問題 A: 仏様を拝むことについての文章の最初の文で、人が手を合わせる先として挙げられているものをすべて書き出しなさい。
問題 B: 仏様を拝むことについての文章のうち、「又、朝から身支度をして、寺や」から「の供養であり、自分を救うの道である事を。」までをすべて、そのまま書き写しなさい。

本文:
仏様を拝むといって、仏壇に手を合わせ、お墓に手を合わせ、又は、寺の本尊様に手を合わせる。仏様は一体何処にいるのだろう。位牌に仏がいるのか、墓石にいるのか、仏像にいるのか。
「霊」と呼ばれる仏様は、雲の様にいつも形を持たず漂いその人のそばにいる、と言われる。手を合わせる人のところにいる事であり、つまり、偶像崇拝的な考えを持たない仏教の「全ては心に依る」解釈である。じゃあ、何で仏壇やお墓に手を合わせるのか。人間はそもそもそう簡単に対象物無しに拝もうとしない。物質的な何か(実体のあるものへ)向けないと心して手を合わせる事が容易ではないからかも知れない。
又、朝から身支度をして、寺や墓に参る事の行為とプロセスが一つの「行」を成している事も大切であろう。念仏もしかりである。法然上人は、「口称念仏」を説いた。ただ想っての念仏ではない、声に出して自分の声を自分で聞くという「行」の念仏に意味がある事を。「祈り」と「行」が一体となって拝む事の意味合いが成立するのである。ただ、心で念ずれば良いとなれば、人間は横着になりがち。一歩前に行動してみようではないか。そして、ご先祖のみならずその向こうにある真の世界に少しでも向けて頂きたいと思うのである。それこそが仏教の極みであり、ご先祖への供養であり、自分を救うの道である事を。

データ欄:
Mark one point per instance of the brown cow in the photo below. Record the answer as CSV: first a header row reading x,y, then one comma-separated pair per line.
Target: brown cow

解答 A: 仏壇、お墓、寺の本尊様

解答 B:
又、朝から身支度をして、寺や墓に参る事の行為とプロセスが一つの「行」を成している事も大切であろう。念仏もしかりである。法然上人は、「口称念仏」を説いた。ただ想っての念仏ではない、声に出して自分の声を自分で聞くという「行」の念仏に意味がある事を。「祈り」と「行」が一体となって拝む事の意味合いが成立するのである。ただ、心で念ずれば良いとなれば、人間は横着になりがち。一歩前に行動してみようではないか。そして、ご先祖のみならずその向こうにある真の世界に少しでも向けて頂きたいと思うのである。それこそが仏教の極みであり、ご先祖への供養であり、自分を救うの道である事を。